[SET TASK] Reproduce word for word the lines in the items below, from the line that contains "point: white window" through the line that contains "Target: grey stone wall", including both of those lines.

[PROVIDED RECORDS]
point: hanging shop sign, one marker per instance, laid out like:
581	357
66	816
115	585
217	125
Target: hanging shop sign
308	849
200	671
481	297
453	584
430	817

* * *

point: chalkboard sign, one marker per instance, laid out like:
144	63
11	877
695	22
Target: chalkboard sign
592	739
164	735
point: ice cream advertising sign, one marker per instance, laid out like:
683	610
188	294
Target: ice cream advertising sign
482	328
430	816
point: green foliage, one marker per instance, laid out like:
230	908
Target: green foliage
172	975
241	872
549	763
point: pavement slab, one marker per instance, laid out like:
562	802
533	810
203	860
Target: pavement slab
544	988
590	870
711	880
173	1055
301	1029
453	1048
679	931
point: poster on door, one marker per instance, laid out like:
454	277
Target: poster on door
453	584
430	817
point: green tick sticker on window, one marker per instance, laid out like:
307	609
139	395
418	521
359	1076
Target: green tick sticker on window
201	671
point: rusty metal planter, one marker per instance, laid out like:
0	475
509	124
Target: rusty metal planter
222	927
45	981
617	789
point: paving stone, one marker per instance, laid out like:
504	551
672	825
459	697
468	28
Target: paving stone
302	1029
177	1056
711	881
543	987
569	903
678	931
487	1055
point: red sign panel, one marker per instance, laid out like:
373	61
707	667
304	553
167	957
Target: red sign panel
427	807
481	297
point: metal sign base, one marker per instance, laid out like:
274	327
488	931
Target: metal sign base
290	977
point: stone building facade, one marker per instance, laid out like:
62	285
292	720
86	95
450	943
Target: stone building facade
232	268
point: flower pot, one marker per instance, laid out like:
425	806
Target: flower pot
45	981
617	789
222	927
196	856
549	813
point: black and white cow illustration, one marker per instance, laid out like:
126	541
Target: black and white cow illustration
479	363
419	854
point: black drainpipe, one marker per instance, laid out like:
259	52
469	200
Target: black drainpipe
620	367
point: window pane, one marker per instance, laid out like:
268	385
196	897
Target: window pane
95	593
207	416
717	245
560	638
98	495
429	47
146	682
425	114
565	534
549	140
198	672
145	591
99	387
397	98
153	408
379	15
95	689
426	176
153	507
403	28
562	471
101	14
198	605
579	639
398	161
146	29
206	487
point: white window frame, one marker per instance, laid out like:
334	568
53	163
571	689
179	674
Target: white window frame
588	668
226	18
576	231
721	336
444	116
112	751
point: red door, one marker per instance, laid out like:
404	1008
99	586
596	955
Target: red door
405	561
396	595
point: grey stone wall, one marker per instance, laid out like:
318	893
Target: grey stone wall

* * *

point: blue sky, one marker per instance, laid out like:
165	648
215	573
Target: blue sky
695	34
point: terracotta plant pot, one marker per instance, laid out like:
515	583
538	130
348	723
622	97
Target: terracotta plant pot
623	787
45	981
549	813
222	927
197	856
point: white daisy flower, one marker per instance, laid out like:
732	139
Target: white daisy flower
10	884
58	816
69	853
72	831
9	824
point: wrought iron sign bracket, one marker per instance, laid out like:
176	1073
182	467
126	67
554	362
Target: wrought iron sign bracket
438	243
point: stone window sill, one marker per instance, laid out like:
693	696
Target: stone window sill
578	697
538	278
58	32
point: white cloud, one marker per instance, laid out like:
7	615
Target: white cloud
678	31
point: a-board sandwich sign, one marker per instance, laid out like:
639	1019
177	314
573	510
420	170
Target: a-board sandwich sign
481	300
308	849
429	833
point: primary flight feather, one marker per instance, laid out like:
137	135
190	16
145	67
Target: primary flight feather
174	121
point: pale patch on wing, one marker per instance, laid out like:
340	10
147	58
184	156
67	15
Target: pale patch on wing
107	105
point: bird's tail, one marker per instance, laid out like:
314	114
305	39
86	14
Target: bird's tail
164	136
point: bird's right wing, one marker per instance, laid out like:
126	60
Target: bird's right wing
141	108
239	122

[THE SOLUTION]
point: white window frame, one marker per instance, laid out like:
334	568
53	163
571	689
179	674
Target: white window frame
588	668
226	18
576	231
721	336
444	116
112	751
point: red door, one marker per instance, laid out like:
404	1008
99	586
596	955
Target: red door
405	561
396	595
point: grey stone wall, one marker per instance, laid out like:
318	893
Target: grey stone wall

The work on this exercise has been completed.